• _Exercise aim_
Some entries follow. Reproduce exactly the lines starting at the one with "Could you point to the bell" and stopping after the one with "Target: stone wall".

**** Data listing

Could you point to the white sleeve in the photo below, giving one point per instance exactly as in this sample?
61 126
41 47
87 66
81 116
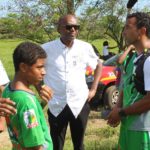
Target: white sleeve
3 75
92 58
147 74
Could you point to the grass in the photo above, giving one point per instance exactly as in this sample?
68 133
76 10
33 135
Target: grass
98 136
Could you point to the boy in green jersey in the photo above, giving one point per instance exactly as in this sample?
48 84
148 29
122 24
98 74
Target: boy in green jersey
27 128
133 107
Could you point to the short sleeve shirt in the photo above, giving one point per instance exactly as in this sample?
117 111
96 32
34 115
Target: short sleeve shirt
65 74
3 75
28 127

********
**** Data listing

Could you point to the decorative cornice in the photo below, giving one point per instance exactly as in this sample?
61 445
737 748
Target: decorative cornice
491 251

********
**** Data listing

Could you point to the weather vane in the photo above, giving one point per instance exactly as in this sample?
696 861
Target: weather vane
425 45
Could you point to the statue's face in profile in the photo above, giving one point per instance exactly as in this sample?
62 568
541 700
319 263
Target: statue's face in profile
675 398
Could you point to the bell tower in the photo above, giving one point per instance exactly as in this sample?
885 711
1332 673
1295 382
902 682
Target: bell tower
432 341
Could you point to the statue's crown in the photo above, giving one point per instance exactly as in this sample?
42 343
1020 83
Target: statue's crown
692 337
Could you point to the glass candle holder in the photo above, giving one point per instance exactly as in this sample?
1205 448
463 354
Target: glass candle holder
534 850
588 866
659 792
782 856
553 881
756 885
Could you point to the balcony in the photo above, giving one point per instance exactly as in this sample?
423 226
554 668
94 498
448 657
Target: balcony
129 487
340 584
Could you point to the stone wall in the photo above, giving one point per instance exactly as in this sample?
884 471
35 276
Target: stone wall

********

• _Written response_
Could you point to the bell tower in the photo above, giving one point per instance exactly as in this sample?
885 711
1332 673
1295 382
902 682
Target: bell tower
432 341
Could you point to the statue's crown in the photo above, giving one point per instance exactly as in this sample?
42 343
1020 83
Target: statue's crown
692 337
Could you point to the glass candle holder in the photo above, giving one point per instance exactly as in this sample?
1205 448
463 354
Target: glass candle holder
534 850
588 866
659 792
782 856
553 881
756 885
Could you point to the balcony in the photo above, giving one point per instance exactly as in this sample?
423 226
554 668
94 498
448 657
Target: balcony
129 487
340 584
Could you point to the stone wall in the photo above, giving one point per instance exactly as in this sample?
884 471
35 276
Target: stone wall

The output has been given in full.